• **GIVEN PASSAGE**
────────
The residue would start to add up. Every day, 1750 monitors would be added to the pile, stripped of copper and plastic, and in less than a week there would be more on the ground than the factory purchased in a day. There would be no pile to photograph in the factory... but head to the village. What the National Geographic or CBS Reporter sees is evidence that junk monitors are being dumped on top of barefoot children and set ablaze.

It is true this pollution is a biproduct of the reuse factory. The legal counsel for the owner of several of these factories told me they were not generating the pollution, but that they were "closing one eye" when they bought the good monitors through middlemen. Their solution was to support WR3A, to buy direct the monitors they need, and to invest in proper recycling of the residue. But in the meantime, they have to feed three shifts per day. So the imports to the village continue.

So is the solution to mine rain forests and make CRTs that will last 15 years, generating vast greenhouse gases in the smelting and production, and then grinding and disposing the working 5 year old monitors?

That cure would be worse than the disease. WR3A.org, World Computer Exchange, National Cristina Foundation, and others are following a "Fair Trade" path, seeking to reform the export practices while supporting the factories in these photos.

If you do a true lifecycle analysis, the recycling hierarchy (reduce, reuse, recycle) holds true in this industry. And what I like about it (and go on and on about in last week's blog), is that I saw 20 year old valedictorians with eyes of steel setting up these factories in Malaysia. I am trying to set one up with a women's coop in Mexico. These people are setting up TV and monitor manufacturing factories. Like little Samsung Sony dudes. Or more like Michael Dell, refurbishing IBM in his Texas dorm room. The Senegalese, The Egyptian, The Malaysian, The Taiwanese, The Mexican Women, The Burkinabes... they are not pirates or sleazebags.

They are the best goddam hope I have for peace and prosperity in the world. And the USA is setting up massive factories and laws to break the stuff, and cut them off at the knees. And it is good, green people doing it. I am growing hoarse.

One hope was Hwang, a Chinese government bureaucrate who represents the new product manufacturers, who in China are trying to kill these factories in order to preserve sales of outdated new CRT manufacturing. She was a very good person, in a government job. She arranged tours for me of any reuse village I asked to visit, of the reuse markets in Guangzhou, etc. When I expressed my fears that the Chinese government would try to put out of business the entrepreneurs in these reuse markets, she had a Taoist response... that as much as the government might one day try, it could not possibly control the reuse market.
────────
Entries drawn from a collection:
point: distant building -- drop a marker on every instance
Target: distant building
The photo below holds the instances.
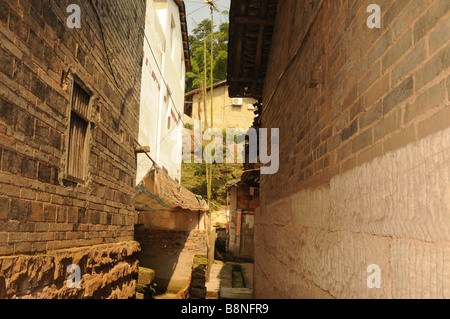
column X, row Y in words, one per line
column 228, row 112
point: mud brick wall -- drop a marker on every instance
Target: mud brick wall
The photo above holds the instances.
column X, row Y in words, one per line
column 173, row 241
column 364, row 156
column 41, row 211
column 105, row 271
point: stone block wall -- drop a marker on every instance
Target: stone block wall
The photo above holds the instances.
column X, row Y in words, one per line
column 40, row 209
column 364, row 156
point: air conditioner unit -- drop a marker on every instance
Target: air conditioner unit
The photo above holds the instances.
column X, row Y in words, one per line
column 236, row 101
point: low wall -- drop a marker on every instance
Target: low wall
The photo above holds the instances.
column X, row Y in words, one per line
column 392, row 212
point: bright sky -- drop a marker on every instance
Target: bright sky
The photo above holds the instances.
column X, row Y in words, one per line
column 197, row 11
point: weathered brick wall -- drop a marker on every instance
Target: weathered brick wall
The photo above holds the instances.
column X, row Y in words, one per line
column 364, row 157
column 40, row 211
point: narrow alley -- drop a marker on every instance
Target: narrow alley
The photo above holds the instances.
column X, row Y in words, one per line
column 224, row 149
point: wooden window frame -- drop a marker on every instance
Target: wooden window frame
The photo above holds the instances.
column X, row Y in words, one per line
column 72, row 80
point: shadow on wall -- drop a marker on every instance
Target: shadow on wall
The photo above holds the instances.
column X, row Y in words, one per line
column 169, row 241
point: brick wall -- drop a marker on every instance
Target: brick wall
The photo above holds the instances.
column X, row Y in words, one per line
column 364, row 163
column 40, row 210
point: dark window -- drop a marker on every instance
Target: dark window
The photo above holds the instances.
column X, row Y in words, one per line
column 77, row 152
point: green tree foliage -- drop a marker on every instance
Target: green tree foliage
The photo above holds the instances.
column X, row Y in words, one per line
column 195, row 78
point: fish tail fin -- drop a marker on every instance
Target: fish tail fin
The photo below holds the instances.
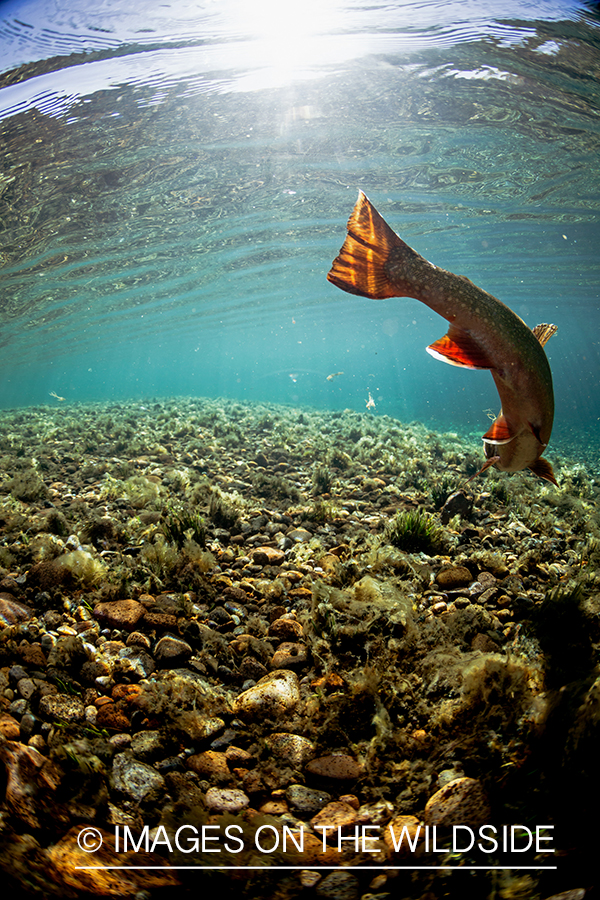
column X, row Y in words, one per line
column 361, row 267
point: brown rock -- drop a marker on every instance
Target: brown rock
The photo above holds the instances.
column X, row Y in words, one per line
column 31, row 783
column 62, row 707
column 126, row 692
column 119, row 614
column 336, row 766
column 300, row 594
column 462, row 801
column 211, row 765
column 67, row 863
column 9, row 727
column 11, row 611
column 335, row 815
column 32, row 655
column 453, row 577
column 160, row 621
column 275, row 695
column 289, row 656
column 285, row 630
column 401, row 832
column 268, row 556
column 112, row 718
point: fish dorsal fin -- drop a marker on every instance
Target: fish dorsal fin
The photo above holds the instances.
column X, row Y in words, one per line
column 360, row 266
column 543, row 333
column 543, row 469
column 499, row 433
column 459, row 348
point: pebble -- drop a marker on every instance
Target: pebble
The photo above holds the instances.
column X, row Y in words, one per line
column 336, row 814
column 226, row 800
column 405, row 830
column 293, row 747
column 289, row 656
column 335, row 766
column 138, row 781
column 211, row 764
column 268, row 556
column 285, row 630
column 147, row 745
column 339, row 886
column 305, row 800
column 462, row 801
column 12, row 612
column 171, row 651
column 275, row 695
column 454, row 577
column 119, row 614
column 299, row 535
column 9, row 727
column 62, row 707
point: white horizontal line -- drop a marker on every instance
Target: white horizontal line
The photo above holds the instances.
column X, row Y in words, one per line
column 321, row 868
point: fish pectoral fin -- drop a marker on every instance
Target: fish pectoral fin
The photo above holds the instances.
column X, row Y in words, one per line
column 499, row 433
column 544, row 332
column 543, row 469
column 459, row 348
column 360, row 266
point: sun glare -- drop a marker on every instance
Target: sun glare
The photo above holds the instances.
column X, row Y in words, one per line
column 290, row 40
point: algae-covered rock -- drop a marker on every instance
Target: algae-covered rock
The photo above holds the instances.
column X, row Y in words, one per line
column 275, row 695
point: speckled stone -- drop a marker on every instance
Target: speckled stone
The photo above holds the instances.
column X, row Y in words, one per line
column 275, row 695
column 335, row 815
column 336, row 766
column 63, row 707
column 460, row 802
column 393, row 835
column 9, row 727
column 119, row 613
column 147, row 744
column 454, row 577
column 136, row 780
column 268, row 556
column 306, row 800
column 171, row 651
column 298, row 750
column 339, row 886
column 226, row 800
column 289, row 656
column 285, row 630
column 212, row 765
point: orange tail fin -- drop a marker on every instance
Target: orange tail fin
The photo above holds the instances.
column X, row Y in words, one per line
column 360, row 267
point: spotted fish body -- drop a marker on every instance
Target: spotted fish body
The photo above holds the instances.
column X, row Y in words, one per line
column 483, row 334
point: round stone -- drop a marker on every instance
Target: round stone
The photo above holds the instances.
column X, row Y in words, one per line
column 337, row 766
column 462, row 801
column 292, row 747
column 275, row 695
column 136, row 780
column 63, row 707
column 226, row 800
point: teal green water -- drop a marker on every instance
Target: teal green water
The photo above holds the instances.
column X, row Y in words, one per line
column 176, row 181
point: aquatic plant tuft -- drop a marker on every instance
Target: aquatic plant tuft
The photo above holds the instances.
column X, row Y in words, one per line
column 414, row 531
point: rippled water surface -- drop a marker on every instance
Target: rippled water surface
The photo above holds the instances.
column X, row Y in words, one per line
column 176, row 180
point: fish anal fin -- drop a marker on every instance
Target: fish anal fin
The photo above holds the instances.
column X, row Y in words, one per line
column 360, row 267
column 544, row 332
column 499, row 433
column 542, row 468
column 459, row 348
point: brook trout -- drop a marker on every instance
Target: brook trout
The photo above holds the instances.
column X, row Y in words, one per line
column 483, row 334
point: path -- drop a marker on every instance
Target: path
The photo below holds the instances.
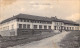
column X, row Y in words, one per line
column 51, row 42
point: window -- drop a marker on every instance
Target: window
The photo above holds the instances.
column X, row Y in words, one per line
column 45, row 27
column 24, row 26
column 20, row 25
column 54, row 27
column 24, row 20
column 40, row 26
column 12, row 26
column 28, row 26
column 12, row 33
column 49, row 27
column 35, row 26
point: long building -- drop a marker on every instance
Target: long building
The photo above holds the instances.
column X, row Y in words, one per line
column 24, row 24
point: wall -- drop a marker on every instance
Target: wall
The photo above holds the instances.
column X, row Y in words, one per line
column 7, row 29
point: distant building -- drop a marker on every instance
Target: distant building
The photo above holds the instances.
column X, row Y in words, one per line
column 23, row 24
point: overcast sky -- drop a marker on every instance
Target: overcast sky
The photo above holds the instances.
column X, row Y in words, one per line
column 64, row 9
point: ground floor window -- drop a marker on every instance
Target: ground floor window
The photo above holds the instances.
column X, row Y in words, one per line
column 40, row 26
column 45, row 27
column 28, row 26
column 12, row 33
column 49, row 27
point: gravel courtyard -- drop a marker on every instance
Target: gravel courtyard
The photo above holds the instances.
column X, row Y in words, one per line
column 51, row 42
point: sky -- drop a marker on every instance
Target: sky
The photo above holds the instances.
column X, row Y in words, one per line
column 63, row 9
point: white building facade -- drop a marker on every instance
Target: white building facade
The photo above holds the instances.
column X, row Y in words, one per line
column 23, row 24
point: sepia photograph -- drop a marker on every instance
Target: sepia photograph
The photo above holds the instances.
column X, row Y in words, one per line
column 39, row 23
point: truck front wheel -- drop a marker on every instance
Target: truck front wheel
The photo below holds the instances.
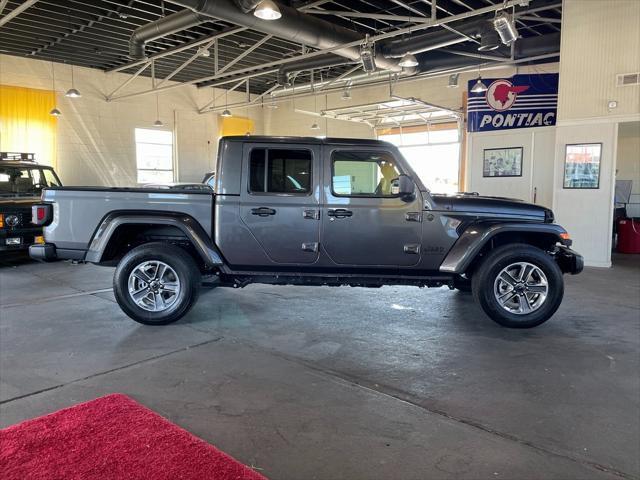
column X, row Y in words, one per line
column 518, row 286
column 156, row 283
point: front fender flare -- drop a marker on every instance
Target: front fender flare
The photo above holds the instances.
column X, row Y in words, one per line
column 476, row 236
column 190, row 227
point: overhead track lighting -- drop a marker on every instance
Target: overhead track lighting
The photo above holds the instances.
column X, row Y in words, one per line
column 367, row 56
column 506, row 28
column 158, row 122
column 408, row 60
column 267, row 10
column 72, row 92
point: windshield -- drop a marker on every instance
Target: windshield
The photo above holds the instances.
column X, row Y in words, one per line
column 25, row 181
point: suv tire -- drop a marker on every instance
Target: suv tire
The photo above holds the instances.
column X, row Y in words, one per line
column 156, row 283
column 518, row 286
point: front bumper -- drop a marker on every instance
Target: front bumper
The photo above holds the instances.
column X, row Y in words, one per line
column 569, row 261
column 45, row 252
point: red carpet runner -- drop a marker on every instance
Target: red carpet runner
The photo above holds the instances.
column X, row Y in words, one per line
column 111, row 438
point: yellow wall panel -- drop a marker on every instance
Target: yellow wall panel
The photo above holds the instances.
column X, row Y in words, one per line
column 235, row 126
column 25, row 123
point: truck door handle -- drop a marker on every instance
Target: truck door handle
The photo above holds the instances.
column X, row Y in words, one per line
column 339, row 212
column 263, row 211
────────
• **LIST OF TASKS**
• 1. Return the monitor reuse passage word for word from "The residue would" down to "and set ablaze.".
• 2. Resume the monitor reuse passage after its last sentence and carry it forward in the same voice.

• **OUTPUTS FOR THE TASKS**
• 1.
The residue would start to add up. Every day, 1750 monitors would be added to the pile, stripped of copper and plastic, and in less than a week there would be more on the ground than the factory purchased in a day. There would be no pile to photograph in the factory... but head to the village. What the National Geographic or CBS Reporter sees is evidence that junk monitors are being dumped on top of barefoot children and set ablaze.

• 2.
Two of China's top 20 billionairs are repairmen (one bicycles, the other tractors). With your brain and someone else's discard, you can be an independent manufacturer.

What follows below is some of the best photos and film clips of one WR3A "secret factory" visits. Click twice below (on the green shirt guy)...



At this particular factory, they even took the old monitor casings, pelletized the platic in-house, and re-molded them into new monitor casings!! (adding black die).

I call this a "manufacturer take back program". But it's a white box manufacturer take back program. But they aren't really trying to take their own back... so it's a Remanufacturer Take First program.

So, I can also show you places to buy these TVs and monitors, which are the only ones that most India college students, Egyptian medical students, South American engineering students, etc. can buy. They cost a fraction of the cost of a new monitor, in a place where that fraction is a month's income.

Please allow reuse. I guess Maria Antoinette never actually said (when told that the peasants have no bread to eat), "let them eat cake!". But this idea that they should all get new laptops kind of sounds even more hideously clueless.

In the grey market world, these small manufacturers have the odds stacked against them. There are big competitors throwing logs on the tracks, who got the Chinese Communist Party to shut a lot of them down. It's like the "Catch Me if you Can" movie, they set back up in Indonesia, Thailand and Malaysia. These guys are so damn good. I hope they win.